= Work required =
Return all the lines below, exactly as they read.

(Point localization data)
----------

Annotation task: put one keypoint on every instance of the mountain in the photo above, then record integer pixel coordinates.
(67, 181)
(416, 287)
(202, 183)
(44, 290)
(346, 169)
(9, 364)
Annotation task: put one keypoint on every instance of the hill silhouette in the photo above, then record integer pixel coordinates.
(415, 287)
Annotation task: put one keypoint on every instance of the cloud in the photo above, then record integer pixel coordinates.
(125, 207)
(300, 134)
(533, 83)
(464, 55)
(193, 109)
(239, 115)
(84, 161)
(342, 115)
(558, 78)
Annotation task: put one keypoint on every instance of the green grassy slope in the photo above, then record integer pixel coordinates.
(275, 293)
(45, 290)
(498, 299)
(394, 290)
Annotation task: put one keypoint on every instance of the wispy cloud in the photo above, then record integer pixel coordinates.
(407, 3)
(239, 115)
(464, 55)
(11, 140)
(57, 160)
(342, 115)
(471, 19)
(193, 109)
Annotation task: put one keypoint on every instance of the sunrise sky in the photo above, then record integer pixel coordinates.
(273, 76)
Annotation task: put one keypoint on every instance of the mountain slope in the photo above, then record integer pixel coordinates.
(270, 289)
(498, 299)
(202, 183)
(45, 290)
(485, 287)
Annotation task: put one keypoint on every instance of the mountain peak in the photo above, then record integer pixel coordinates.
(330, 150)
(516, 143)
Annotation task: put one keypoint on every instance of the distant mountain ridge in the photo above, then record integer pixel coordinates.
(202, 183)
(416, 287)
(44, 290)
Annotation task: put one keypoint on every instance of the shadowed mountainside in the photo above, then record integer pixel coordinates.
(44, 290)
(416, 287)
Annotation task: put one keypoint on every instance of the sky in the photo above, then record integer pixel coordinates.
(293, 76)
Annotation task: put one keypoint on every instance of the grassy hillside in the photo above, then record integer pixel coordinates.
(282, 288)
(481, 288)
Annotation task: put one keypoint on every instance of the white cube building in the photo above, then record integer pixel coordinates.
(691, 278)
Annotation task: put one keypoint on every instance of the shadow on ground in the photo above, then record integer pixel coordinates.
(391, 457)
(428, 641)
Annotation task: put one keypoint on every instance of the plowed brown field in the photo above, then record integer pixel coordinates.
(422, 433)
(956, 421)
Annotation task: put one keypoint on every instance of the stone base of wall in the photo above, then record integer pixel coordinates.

----------

= Solution to this exercise =
Annotation task: put one keypoint on every instance of the mountain in the photo above, then record integer pixel coordinates.
(67, 181)
(416, 287)
(202, 183)
(44, 290)
(346, 169)
(9, 364)
Annotation task: put one keypoint on every instance of the hill silhouette in the photo above, then record integer pixel coordinates.
(415, 287)
Annotation task: put one keypoint on every instance of the cloud in the photo above, then record integer pixel coordinates.
(125, 207)
(300, 134)
(533, 83)
(464, 55)
(193, 109)
(239, 115)
(84, 161)
(342, 115)
(558, 78)
Annotation task: put one keypoint on every instance of the green grassy slope in the photo above, then record integer pixel coordinates.
(275, 293)
(45, 290)
(498, 299)
(394, 290)
Annotation task: put one keypoint on every instance of the wispy cloud in the photo above, then record integer pixel coordinates.
(407, 3)
(239, 115)
(464, 55)
(11, 140)
(57, 160)
(342, 115)
(471, 19)
(193, 109)
Annotation task: put one keypoint on every instance of the sunrise sky in the photo above, then record integer pixel coordinates.
(273, 76)
Annotation task: put one keypoint on every instance of the mountain slope in the photo above, then record integer pixel coordinates.
(270, 289)
(498, 299)
(202, 183)
(45, 290)
(485, 287)
Annotation task: put one keypoint on every instance of the mountain peak in the photo above, then record integer pixel coordinates.
(330, 150)
(516, 143)
Annotation task: put one keypoint on every instance of the distant mountain ridge in the photo above, then record integer pixel coordinates.
(202, 183)
(416, 287)
(44, 290)
Annotation task: put one keypoint on every instance of the shadowed mountainside in the photo above, then record integer pixel coordinates.
(44, 290)
(416, 287)
Annotation task: put one keypoint on every instance of the sky in the photo above, then record integer pixel coordinates.
(293, 76)
Annotation task: put one keypoint on every instance of the grassy hillside in the photo above, then record integer pixel coordinates.
(282, 288)
(481, 288)
Annotation task: put one keypoint on every instance of the white cube building in the photo above, then record integer pixel coordinates.
(691, 278)
Annotation task: put one keypoint on every instance of the shadow on ground in the photo above, then record integer pixel coordinates.
(391, 457)
(428, 641)
Annotation task: put one keypoint on every instance of the plowed brown field in the photo above, then record integer pixel coordinates.
(422, 433)
(956, 421)
Annotation task: put one keypoint on every instance of the stone base of wall in the photo above, then record integer pixel coordinates.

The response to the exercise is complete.